TEXT SECTION:
--*--
RuntimeError: Failed to make directory fo profiling
AlbertZhangHIT opened this issue · comments
When profiling NPUs in multi-machine scenario, the error failing to make directory for storing tracing data occured.
Environment:
OS: ubuntu 20.04
Arch: aarch64
Python: 3.10
torch: 2.1.0
torch-npu: 2.1.0
Snipes:
with torch_npu.profiler.profile(
activities=[torch_npu.profiler.ProfilerActivity.CPU, torch_npu.profiler.ProfilerActivity.NPU],
schedule=torch_npu.profiler.schedule(wait=1, warmup=2, active=5, skip_first=100),
on_trace_ready=torch_npu.profiler.tensorboard_trace_handler(dir_name=os.path.join(self.args.output_ckpt_path, "profiling")),
profile_memory=True,
record_shapes=True,
with_stack=True,
experimental_config=torch_npu.profiler._ExperimentalConfig(
profiler_level=torch_npu.profiler.ProfilerLevel.Level1,
aic_metrics=torch_npu.profiler.AiCMetrics.PipeUtilization,
l2_cache=False,
data_simplification=False),
) as profiler:
Errors:
2024-02-23 12:31:32 [WARNING] [332] profiler.py: Incorrect schedule: WARMUP followed by NONE
Traceback (most recent call last):
File "/home/HwHiAiUser/anaconda3/lib/python3.10/site-packages/torch_npu/utils/path_manager.py", line 134, in make_dir_safety
os.makedirs(path, mode=cls.DATA_DIR_AUTHORITY)
File "/home/HwHiAiUser/anaconda3/lib/python3.10/os.py", line 225, in makedirs
mkdir(name, mode)
FileExistsError: [Errno 17] File exists: '/job/output/profiling/Euler_332_20240223123131.626_ascend_pt'
The above exception was the direct cause of the following exception:
Traceback (most recent call last):
File "/job/file/pretrain_profiling.py", line 256, in train
profiler.step()
File "/home/HwHiAiUser/anaconda3/lib/python3.10/site-packages/torch_npu/profiler/profiler.py", line 79, in step
self._action_controller.transit_action()
File "/home/HwHiAiUser/anaconda3/lib/python3.10/site-packages/torch_npu/profiler/profiler_action_controller.py", line 90, in transit_action
action()
File "/home/HwHiAiUser/anaconda3/lib/python3.10/site-packages/torch_npu/profiler/profiler_action_controller.py", line 96, in init
path = self._on_trace_ready.create_prof_dir()
File "/home/HwHiAiUser/anaconda3/lib/python3.10/site-packages/torch_npu/profiler/profiler_action_controller.py", line 36, in create_prof_dir
PathManager.make_dir_safety(total_path)
File "/home/HwHiAiUser/anaconda3/lib/python3.10/site-packages/torch_npu/utils/path_manager.py", line 136, in make_dir_safety
raise RuntimeError(msg) from err
RuntimeError: Failed to make directory: /job/output/profiling/Euler_332_20240223123131.626_ascend_pt
During handling of the above exception, another exception occurred:
Traceback (most recent call last):
File "/job/file/pretrain_profiling.py", line 354, in <module>
main()
--*--
GOALS:
1/ What operating system is listed under the environment in the NPU profiling issue?
2/ Carry on the NPU profiling issue from its last line.

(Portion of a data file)
--*--
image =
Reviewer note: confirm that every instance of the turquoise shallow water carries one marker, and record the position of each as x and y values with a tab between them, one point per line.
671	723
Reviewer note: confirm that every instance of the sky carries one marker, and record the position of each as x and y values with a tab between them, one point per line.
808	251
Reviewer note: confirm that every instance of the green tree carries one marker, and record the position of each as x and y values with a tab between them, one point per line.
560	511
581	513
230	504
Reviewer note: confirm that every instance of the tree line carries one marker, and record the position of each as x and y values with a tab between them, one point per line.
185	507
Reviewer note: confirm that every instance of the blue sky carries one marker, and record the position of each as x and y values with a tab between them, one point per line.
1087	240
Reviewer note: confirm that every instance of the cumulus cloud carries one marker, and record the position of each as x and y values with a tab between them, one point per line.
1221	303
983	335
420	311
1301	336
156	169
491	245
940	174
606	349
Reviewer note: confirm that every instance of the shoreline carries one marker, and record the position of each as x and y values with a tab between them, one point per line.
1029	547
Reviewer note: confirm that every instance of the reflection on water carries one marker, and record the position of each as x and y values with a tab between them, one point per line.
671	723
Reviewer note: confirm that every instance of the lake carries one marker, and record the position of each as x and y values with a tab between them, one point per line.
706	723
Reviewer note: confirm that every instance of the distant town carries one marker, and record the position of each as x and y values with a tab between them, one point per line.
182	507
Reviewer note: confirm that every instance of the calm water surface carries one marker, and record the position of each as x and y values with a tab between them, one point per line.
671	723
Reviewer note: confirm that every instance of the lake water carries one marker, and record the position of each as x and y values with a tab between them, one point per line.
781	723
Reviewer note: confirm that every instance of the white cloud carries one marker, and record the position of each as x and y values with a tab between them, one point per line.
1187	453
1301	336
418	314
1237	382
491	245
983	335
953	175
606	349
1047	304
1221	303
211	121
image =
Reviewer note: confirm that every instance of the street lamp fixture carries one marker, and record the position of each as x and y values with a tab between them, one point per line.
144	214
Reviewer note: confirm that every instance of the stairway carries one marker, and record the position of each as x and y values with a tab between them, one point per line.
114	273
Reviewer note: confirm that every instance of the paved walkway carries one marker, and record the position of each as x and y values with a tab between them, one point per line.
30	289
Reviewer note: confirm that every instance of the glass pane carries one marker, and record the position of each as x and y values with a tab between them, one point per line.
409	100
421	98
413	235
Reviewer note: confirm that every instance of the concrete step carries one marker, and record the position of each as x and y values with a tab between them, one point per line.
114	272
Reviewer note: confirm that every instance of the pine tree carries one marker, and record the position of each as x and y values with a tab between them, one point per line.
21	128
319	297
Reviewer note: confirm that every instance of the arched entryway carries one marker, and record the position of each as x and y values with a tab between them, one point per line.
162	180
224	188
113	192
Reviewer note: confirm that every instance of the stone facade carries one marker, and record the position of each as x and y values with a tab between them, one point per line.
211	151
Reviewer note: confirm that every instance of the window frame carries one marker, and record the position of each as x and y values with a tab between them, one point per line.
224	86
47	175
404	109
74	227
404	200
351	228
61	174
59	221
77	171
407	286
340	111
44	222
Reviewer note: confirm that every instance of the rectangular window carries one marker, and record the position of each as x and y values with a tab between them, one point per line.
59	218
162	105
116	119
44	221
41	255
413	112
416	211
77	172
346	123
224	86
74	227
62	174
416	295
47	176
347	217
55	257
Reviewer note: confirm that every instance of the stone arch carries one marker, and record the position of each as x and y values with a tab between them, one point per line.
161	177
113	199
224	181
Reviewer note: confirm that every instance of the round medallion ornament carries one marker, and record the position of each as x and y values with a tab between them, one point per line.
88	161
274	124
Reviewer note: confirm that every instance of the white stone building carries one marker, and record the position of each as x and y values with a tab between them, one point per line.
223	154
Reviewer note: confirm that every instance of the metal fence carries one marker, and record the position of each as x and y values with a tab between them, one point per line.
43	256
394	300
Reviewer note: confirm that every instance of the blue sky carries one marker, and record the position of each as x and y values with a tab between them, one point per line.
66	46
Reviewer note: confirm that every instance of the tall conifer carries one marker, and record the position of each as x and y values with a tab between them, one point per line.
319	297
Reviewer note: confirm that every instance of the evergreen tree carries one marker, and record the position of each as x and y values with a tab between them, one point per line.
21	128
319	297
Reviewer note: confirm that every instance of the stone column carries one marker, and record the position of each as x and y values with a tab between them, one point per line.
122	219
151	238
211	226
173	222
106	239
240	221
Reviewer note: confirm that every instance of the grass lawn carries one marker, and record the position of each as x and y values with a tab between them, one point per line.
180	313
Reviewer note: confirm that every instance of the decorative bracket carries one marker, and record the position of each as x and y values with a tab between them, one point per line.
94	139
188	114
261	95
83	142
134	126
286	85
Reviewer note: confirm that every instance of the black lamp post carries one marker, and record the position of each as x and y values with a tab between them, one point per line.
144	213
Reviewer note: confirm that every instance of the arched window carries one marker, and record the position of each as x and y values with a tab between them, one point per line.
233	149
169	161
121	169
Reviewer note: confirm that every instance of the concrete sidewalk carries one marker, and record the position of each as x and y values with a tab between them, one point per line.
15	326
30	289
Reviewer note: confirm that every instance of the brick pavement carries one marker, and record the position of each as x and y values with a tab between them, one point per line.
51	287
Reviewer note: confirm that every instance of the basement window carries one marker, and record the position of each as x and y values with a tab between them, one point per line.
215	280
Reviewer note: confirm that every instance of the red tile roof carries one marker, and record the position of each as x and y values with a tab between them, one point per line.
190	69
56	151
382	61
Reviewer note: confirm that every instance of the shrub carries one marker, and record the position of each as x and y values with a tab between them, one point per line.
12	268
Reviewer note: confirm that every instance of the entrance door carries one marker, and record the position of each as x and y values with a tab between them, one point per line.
--*--
THE RESULTS:
1/ Ubuntu 20.04.

2/
File "/job/file/pretrain_profiling.py", line 350, in main
train_and_validate(args)
File "/job/file/pretrain_profiling.py", line 152, in train_and_validate
trainer.run(args.epochs)
File "/job/file/pretrain_profiling.py", line 186, in run
self.train()
File "/job/file/pretrain_profiling.py", line 189, in train
with torch_npu.profiler.profile(
File "/home/HwHiAiUser/anaconda3/lib/python3.10/site-packages/torch_npu/profiler/profiler.py", line 70, in __exit__
self._action_controller.transit_action()
File "/home/HwHiAiUser/anaconda3/lib/python3.10/site-packages/torch_npu/profiler/profiler_action_controller.py", line 90, in transit_action
action()
File "/home/HwHiAiUser/anaconda3/lib/python3.10/site-packages/torch_npu/profiler/profiler_action_controller.py", line 103, in start_prof
self._msprofiler_interface.start_profiler()
File "/home/HwHiAiUser/anaconda3/lib/python3.10/site-packages/torch_npu/profiler/msprofiler_c_interface.py", line 51, in start_profiler
torch_npu._C._profiler._start_profiler(self.msprof_config, self.activities)
TypeError: _start_profiler(): incompatible function arguments. The following argument types are supported:
1. (config: torch_npu._C._profiler.NpuProfilerConfig, activities: Set[torch_npu._C._profiler.ProfilerActivity], scopes: Set[torch._C._profiler.RecordScope] = set()) -> None
It is weird that if I set skip_first
to 0, the error disappeared.
I also found that there may be a bug in creating directories here. The function make_dir_safety
may not be safe especially in multi-threads case. We should at least add exist_ok=True
when using os.makedirs
to avoid potential errors.
you can add the worker_name on the torch_npu.profiler.tensorboard_trace_handler,
on_trace_ready=torch_npu.profiler.tensorboard_trace_handler(dir_name=os.path.join(self.args.output_ckpt_path, "profiling"), worker_name="rank_"+str(torch.distributed.get_rank()))